> _Exercise_
Every line of the data below should be printed exactly.

Material provided: Begin

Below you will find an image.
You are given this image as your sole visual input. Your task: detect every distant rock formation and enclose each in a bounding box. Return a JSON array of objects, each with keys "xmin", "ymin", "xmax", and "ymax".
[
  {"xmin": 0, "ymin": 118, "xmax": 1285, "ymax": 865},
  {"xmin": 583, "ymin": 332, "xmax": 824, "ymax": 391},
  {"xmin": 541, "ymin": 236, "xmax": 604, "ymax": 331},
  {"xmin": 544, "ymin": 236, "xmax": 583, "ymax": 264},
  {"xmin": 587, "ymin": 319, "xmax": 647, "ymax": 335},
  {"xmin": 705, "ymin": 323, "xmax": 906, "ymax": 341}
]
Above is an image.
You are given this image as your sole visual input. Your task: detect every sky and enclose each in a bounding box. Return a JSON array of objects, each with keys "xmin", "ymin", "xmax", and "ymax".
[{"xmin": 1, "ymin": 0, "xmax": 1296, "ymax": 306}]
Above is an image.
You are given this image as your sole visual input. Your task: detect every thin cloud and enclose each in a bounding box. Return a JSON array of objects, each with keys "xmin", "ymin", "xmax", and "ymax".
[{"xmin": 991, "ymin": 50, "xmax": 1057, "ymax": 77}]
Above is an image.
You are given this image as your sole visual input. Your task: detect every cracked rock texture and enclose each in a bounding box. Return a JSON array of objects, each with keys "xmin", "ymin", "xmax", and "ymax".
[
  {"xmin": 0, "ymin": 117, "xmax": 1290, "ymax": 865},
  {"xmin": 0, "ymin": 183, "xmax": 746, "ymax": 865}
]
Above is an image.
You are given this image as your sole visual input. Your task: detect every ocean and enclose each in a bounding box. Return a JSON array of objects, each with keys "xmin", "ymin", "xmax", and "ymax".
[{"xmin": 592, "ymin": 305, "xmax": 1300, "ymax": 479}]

Material provided: End

> _Worked solution_
Below you will find an image.
You are given this image as your sole visual input. Your task: detect every distant rock formation and enclose each in a bounding box. Return a JSON array of objects, each with keys "xmin", "ymin", "xmax", and "ymax".
[
  {"xmin": 0, "ymin": 118, "xmax": 1285, "ymax": 865},
  {"xmin": 583, "ymin": 332, "xmax": 824, "ymax": 391},
  {"xmin": 541, "ymin": 236, "xmax": 604, "ymax": 331},
  {"xmin": 544, "ymin": 236, "xmax": 583, "ymax": 264},
  {"xmin": 587, "ymin": 319, "xmax": 647, "ymax": 335},
  {"xmin": 705, "ymin": 323, "xmax": 906, "ymax": 341}
]
Above is an image.
You are given this image as your sole visual input. Your task: detect every sky and enclose each in a bounding box. Return a JSON array of objects, each with keys "xmin", "ymin", "xmax", and "ymax".
[{"xmin": 1, "ymin": 0, "xmax": 1296, "ymax": 306}]
Above is an image.
You are given this image as your sole visual input. Your task: detect every thin cloud and enclose each in a bounding box. Return a JSON array of objects, each with keys "xmin", "ymin", "xmax", and "ymax".
[{"xmin": 991, "ymin": 50, "xmax": 1057, "ymax": 77}]
Above is an image.
You are given this image as your sole visual input. Your task: detect every cracked rock texture and enclose each in a bounding box. Return a JSON array of objects, each with keys "xmin", "ymin", "xmax", and "ymax".
[
  {"xmin": 0, "ymin": 117, "xmax": 1290, "ymax": 865},
  {"xmin": 0, "ymin": 183, "xmax": 746, "ymax": 865}
]
Above is an image.
You are given this image as your sole visual input. Your task: detect every ocean and enclose each in a bounding box. Return a JSON array of objects, each with keys "xmin", "ymin", "xmax", and "ymax".
[{"xmin": 592, "ymin": 305, "xmax": 1300, "ymax": 479}]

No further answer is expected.